*** Given records

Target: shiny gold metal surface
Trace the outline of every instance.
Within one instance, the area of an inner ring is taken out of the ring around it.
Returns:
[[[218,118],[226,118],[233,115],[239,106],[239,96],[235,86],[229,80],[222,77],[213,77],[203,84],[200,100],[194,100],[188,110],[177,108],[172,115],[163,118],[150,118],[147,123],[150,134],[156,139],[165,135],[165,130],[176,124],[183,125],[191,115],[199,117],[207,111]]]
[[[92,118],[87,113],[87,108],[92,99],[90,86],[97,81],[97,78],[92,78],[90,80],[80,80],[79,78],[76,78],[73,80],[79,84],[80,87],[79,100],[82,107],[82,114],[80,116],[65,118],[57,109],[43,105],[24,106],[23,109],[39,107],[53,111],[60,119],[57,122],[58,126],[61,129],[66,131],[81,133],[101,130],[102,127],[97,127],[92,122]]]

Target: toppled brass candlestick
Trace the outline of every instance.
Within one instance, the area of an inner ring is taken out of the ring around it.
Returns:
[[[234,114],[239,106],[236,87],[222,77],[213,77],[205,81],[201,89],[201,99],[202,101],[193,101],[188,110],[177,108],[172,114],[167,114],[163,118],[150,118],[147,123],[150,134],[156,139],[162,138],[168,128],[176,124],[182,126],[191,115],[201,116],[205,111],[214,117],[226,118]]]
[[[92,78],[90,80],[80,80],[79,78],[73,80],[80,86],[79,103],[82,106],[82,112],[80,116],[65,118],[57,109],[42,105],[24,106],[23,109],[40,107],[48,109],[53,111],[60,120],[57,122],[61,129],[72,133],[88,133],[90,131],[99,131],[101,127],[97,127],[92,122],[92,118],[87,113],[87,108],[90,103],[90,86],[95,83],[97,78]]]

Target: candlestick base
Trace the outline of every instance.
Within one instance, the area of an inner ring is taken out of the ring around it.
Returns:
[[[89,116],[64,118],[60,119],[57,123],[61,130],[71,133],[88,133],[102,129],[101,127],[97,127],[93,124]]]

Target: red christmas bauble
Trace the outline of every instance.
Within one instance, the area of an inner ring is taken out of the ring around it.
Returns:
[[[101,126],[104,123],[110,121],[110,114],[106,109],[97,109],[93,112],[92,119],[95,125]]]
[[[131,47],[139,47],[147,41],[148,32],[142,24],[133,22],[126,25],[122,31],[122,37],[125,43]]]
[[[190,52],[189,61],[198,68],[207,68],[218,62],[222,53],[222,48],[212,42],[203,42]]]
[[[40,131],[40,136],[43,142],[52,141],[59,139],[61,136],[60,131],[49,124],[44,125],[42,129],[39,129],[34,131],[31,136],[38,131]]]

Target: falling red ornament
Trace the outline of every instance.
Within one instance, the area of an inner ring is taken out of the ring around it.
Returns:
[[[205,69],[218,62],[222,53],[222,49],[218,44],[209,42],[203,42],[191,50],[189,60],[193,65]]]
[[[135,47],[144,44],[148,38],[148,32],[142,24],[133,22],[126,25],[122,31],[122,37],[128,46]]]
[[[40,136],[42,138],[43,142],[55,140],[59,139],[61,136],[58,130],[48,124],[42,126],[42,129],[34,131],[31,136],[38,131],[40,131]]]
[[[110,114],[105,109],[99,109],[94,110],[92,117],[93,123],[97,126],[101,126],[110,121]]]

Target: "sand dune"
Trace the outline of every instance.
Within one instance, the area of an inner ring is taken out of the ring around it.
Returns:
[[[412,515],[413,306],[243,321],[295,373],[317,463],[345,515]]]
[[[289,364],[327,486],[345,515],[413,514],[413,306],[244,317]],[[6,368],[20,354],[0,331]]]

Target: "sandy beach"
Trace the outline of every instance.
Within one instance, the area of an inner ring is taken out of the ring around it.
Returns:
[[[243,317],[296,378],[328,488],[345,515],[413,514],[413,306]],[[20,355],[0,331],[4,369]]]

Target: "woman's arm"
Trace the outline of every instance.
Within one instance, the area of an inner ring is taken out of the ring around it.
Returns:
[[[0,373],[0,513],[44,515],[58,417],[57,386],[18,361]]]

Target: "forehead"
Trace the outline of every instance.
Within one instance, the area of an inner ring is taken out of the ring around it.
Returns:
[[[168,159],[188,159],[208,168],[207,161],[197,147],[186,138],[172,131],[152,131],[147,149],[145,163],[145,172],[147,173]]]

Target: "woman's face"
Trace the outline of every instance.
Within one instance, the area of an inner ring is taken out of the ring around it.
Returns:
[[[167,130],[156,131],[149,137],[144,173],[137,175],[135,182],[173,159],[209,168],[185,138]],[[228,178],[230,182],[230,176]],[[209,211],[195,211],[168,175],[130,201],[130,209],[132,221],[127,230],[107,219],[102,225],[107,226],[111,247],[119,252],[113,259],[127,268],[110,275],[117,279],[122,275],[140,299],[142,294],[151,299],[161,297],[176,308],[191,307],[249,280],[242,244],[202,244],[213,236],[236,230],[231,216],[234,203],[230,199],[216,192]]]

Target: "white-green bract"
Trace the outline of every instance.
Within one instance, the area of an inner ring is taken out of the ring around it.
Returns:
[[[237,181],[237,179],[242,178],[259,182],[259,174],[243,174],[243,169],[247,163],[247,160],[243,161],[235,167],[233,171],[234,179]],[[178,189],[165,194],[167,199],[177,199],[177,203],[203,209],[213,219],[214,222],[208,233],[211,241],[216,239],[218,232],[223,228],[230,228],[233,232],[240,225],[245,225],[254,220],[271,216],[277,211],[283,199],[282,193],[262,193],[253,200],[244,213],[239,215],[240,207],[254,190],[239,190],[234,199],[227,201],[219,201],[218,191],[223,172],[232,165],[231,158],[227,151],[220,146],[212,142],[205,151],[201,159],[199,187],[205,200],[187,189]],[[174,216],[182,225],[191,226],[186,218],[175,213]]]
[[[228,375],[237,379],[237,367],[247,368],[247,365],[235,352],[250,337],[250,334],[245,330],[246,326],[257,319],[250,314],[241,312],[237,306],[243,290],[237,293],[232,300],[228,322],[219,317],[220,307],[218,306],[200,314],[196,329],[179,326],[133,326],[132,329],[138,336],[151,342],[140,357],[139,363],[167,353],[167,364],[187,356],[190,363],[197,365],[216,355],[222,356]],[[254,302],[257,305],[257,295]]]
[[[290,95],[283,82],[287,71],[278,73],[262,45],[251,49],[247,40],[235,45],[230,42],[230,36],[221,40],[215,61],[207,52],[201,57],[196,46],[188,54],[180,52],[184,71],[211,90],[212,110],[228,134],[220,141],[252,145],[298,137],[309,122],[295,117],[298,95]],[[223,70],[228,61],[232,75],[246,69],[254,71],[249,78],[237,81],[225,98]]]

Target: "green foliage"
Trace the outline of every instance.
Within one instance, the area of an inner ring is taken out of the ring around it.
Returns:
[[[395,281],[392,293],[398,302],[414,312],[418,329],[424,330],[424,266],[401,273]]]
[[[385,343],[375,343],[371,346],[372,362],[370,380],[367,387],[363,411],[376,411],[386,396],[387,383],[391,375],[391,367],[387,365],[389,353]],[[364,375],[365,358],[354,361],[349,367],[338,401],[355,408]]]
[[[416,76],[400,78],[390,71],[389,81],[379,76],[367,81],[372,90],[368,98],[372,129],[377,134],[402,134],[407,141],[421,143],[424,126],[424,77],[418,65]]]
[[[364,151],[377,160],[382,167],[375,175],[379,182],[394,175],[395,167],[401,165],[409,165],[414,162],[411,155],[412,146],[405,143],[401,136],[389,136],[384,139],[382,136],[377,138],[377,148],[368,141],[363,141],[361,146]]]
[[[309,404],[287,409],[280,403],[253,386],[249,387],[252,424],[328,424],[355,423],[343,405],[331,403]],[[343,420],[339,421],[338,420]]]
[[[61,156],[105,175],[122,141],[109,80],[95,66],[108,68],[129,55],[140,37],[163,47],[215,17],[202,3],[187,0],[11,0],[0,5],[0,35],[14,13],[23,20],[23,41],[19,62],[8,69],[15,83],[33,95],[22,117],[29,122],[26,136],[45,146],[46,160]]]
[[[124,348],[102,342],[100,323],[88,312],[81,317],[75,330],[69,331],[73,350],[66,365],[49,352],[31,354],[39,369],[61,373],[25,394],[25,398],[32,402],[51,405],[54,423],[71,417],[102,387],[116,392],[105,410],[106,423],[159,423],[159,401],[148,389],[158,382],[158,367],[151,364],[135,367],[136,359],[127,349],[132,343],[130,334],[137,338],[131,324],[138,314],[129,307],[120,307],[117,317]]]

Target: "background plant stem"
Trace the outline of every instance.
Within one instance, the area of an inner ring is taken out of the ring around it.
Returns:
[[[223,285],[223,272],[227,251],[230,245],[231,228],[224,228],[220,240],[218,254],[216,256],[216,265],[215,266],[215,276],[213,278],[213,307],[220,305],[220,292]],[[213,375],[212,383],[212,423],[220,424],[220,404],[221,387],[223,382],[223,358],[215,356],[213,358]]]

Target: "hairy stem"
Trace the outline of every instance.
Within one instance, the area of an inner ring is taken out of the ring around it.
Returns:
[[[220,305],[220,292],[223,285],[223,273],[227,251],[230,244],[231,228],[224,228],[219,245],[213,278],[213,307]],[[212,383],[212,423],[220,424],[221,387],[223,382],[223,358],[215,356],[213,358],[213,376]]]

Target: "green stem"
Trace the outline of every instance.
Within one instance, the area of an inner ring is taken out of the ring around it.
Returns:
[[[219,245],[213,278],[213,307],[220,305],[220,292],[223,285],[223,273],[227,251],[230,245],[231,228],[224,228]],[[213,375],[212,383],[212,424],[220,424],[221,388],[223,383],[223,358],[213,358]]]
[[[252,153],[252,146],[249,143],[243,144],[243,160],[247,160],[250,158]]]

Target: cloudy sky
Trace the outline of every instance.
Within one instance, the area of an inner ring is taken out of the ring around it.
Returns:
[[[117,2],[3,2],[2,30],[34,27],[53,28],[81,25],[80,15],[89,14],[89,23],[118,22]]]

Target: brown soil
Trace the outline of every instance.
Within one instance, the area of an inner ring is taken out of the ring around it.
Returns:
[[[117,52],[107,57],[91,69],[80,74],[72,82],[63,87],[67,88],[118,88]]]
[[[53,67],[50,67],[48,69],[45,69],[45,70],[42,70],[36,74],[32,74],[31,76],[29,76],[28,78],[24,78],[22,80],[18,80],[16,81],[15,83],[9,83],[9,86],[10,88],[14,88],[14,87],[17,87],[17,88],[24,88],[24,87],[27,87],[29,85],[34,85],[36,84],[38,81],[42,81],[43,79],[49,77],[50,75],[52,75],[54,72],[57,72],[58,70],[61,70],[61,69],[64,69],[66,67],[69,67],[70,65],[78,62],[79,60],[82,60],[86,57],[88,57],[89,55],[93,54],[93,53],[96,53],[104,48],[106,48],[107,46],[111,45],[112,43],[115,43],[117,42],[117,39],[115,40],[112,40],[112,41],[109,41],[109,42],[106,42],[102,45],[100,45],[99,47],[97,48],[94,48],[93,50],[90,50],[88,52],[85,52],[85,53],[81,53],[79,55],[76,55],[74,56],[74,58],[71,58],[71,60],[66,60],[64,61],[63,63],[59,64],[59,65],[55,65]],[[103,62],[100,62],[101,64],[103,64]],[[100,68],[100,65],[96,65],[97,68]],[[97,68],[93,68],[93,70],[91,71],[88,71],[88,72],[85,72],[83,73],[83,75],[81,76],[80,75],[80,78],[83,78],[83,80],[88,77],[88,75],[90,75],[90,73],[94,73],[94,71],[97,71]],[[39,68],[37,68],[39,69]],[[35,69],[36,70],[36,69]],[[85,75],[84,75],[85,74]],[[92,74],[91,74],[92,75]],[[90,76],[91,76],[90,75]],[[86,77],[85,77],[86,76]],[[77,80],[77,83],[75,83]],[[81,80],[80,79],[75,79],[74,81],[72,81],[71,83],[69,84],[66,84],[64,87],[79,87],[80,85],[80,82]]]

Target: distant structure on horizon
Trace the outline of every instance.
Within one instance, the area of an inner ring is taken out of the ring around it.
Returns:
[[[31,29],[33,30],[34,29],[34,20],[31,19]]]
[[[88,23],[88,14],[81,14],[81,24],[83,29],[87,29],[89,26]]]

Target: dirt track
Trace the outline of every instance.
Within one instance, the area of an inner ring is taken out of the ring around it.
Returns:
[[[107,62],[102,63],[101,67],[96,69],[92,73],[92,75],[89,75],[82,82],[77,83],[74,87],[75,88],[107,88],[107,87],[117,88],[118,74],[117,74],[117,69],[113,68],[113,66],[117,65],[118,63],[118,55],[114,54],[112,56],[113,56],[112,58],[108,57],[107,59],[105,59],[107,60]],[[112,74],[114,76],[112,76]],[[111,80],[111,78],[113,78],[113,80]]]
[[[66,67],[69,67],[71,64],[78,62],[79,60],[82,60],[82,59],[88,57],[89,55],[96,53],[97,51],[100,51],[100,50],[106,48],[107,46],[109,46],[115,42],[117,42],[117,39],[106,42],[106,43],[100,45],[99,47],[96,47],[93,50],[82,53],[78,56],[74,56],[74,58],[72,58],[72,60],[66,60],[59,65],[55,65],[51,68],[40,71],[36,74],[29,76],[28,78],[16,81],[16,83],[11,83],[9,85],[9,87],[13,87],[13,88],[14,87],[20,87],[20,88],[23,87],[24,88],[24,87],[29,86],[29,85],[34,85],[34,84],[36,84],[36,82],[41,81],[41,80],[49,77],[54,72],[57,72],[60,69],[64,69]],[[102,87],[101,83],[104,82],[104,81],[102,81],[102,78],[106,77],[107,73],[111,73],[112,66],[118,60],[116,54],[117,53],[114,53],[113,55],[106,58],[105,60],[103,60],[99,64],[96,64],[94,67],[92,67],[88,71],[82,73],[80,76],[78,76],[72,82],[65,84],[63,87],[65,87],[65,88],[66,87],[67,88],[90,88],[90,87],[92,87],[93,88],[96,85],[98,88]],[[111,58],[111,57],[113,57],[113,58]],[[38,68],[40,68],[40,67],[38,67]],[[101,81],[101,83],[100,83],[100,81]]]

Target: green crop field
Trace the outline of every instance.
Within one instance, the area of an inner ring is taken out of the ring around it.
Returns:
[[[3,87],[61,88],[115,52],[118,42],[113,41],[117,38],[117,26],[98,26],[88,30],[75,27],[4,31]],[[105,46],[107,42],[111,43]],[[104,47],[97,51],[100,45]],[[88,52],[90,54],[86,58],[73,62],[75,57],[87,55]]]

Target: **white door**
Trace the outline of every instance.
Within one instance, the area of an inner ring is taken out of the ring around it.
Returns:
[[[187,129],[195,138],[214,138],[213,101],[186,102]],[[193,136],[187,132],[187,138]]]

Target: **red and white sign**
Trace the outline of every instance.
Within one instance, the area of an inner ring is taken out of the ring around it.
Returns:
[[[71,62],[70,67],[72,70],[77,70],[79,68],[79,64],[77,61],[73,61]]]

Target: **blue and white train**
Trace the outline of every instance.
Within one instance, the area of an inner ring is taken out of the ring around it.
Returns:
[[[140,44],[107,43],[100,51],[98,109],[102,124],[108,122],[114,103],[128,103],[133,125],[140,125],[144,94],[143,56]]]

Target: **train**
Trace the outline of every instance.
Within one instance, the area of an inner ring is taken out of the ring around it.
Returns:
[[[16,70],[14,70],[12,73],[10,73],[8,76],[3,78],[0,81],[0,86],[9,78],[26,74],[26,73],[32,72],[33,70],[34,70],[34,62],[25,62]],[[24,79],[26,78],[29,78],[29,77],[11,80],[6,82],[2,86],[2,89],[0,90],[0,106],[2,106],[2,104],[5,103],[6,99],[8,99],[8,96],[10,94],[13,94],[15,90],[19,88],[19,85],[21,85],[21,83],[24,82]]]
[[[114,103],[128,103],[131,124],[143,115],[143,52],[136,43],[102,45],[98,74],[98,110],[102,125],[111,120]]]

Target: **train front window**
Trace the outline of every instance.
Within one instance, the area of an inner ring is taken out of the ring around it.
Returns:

******

▶ [Exercise brief]: Return the lines of the material exactly as they appear, starting at the line that contains "Target: **red and white sign**" and ending at the last line of the material.

▶ [Worked answer]:
Target: **red and white sign**
Trace the outline of every instance.
Within one instance, the area of an inner ring is taken out of the ring around it.
Returns:
[[[71,62],[70,67],[72,70],[77,70],[79,68],[79,64],[77,61],[73,61]]]

Target: **blue and white train**
Trace the outline of every instance.
Within one instance, the area of an inner ring is taken out of the ring around it.
Returns:
[[[140,44],[107,43],[100,51],[98,109],[102,124],[108,122],[114,103],[128,103],[133,125],[140,125],[144,94],[143,56]]]

Target: **train**
Trace the outline of every instance.
Within one instance, the area of an inner ring is taken out of the ring around it.
Returns:
[[[16,70],[14,70],[12,73],[10,73],[8,76],[3,78],[0,81],[0,86],[9,78],[26,74],[26,73],[32,72],[33,70],[34,70],[34,62],[25,62]],[[24,79],[26,78],[29,78],[29,77],[11,80],[6,82],[2,86],[2,89],[0,90],[0,106],[2,106],[2,104],[5,103],[6,99],[8,99],[8,96],[10,94],[13,94],[15,90],[19,88],[19,85],[21,85],[21,83],[24,82]]]
[[[114,103],[128,103],[131,124],[143,115],[143,52],[136,43],[102,45],[98,74],[98,110],[102,125],[111,120]]]

Target: **train front window**
Trace the outline of every instance.
Within one instance, the area of an inner ring is taken out of the ring around it.
Returns:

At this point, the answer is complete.